▶ TASK BRIEF
Render every line of the material below as a JSON list of strings, with one string per line and blank lines omitted.

▶ Excerpts of pointing data
────────────────────

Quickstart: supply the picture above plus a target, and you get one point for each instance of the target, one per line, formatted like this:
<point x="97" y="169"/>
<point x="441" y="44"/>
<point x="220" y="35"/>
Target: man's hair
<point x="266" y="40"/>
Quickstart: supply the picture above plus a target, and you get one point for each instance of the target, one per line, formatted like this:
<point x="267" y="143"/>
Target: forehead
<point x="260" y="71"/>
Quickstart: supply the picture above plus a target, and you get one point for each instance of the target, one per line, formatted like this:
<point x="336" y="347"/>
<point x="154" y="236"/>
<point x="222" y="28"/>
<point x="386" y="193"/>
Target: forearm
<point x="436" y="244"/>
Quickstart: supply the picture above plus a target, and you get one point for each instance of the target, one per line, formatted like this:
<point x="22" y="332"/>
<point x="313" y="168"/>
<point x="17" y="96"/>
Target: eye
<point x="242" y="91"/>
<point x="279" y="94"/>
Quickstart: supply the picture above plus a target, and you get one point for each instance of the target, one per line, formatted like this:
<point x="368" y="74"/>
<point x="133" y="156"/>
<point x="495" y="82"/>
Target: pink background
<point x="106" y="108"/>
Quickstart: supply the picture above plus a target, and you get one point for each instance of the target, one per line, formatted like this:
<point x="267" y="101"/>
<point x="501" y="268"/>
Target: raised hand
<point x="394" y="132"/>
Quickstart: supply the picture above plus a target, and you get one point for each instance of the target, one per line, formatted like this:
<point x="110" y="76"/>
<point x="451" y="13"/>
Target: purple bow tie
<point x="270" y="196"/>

────────────────────

▶ CORRECT RESULT
[
  "Quickstart: supply the picture above plus a target, and you get one point for each instance of the target, one per line, formatted like this:",
  "<point x=\"97\" y=\"169\"/>",
  "<point x=\"441\" y=\"44\"/>",
  "<point x=\"220\" y=\"35\"/>",
  "Target: man's hair",
  "<point x=\"266\" y=\"40\"/>",
  "Quickstart: supply the picture above plus a target, and you get one point for each instance of the target, one per line, formatted like this:",
  "<point x=\"267\" y=\"143\"/>",
  "Target: forehead",
  "<point x=\"260\" y=\"71\"/>",
  "Quickstart: supply the picture above plus a target, and you get one point for each instance of the target, one per line, formatted like this:",
  "<point x=\"336\" y=\"347\"/>",
  "<point x=\"154\" y=\"236\"/>",
  "<point x=\"222\" y=\"28\"/>",
  "<point x=\"386\" y=\"193\"/>",
  "Target: forearm",
  "<point x=\"436\" y=\"244\"/>",
  "Quickstart: supply the picture above plus a target, and you get one point for each instance of the target, one per line, formatted like this:",
  "<point x=\"22\" y=\"332\"/>",
  "<point x=\"313\" y=\"168\"/>",
  "<point x=\"17\" y=\"96\"/>",
  "Target: eye",
  "<point x=\"242\" y=\"91\"/>",
  "<point x=\"279\" y=\"94\"/>",
  "Quickstart: supply the picture above plus a target, and you get one point for each instance of the target, one per line, formatted like this:",
  "<point x=\"368\" y=\"74\"/>",
  "<point x=\"133\" y=\"156\"/>",
  "<point x=\"495\" y=\"82\"/>",
  "Target: pink background",
  "<point x=\"106\" y=\"108\"/>",
  "Quickstart: supply the picture above plus a target, and you get one point for each instance of the target, one per line, formatted like this:",
  "<point x=\"267\" y=\"101\"/>",
  "<point x=\"501\" y=\"268\"/>",
  "Target: raised hand",
  "<point x=\"394\" y=\"132\"/>",
  "Quickstart: supply the picture above plus a target, and you get one point for each instance of the target, one per line, formatted like this:",
  "<point x=\"110\" y=\"76\"/>",
  "<point x=\"451\" y=\"13\"/>",
  "Target: purple bow tie",
  "<point x=\"270\" y=\"196\"/>"
]